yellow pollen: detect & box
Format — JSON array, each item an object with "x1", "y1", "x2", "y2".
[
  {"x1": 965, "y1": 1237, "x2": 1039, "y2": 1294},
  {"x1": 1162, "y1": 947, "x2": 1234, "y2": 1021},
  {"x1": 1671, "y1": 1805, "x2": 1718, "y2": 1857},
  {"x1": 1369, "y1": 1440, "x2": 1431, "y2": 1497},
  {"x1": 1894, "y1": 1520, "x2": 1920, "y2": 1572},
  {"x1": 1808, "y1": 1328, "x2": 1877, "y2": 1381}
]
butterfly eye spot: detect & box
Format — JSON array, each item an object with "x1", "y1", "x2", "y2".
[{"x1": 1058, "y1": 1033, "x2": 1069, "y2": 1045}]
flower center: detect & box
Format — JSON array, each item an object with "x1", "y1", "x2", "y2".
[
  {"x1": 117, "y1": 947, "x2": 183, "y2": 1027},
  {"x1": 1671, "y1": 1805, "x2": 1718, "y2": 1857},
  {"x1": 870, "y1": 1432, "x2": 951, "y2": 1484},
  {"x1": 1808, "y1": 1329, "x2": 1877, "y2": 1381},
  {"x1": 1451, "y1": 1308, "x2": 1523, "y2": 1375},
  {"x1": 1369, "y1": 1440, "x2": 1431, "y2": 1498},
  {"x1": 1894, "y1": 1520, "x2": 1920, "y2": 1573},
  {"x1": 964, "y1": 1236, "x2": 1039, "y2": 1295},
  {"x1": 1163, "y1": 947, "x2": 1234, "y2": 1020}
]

★ ★ ★ ★ ★

What the task requires
Lines above with "detect" in them are the ones to copy.

Exercise output
yellow pollen: detect & box
butterfly eye spot: detect & box
flower center: detect & box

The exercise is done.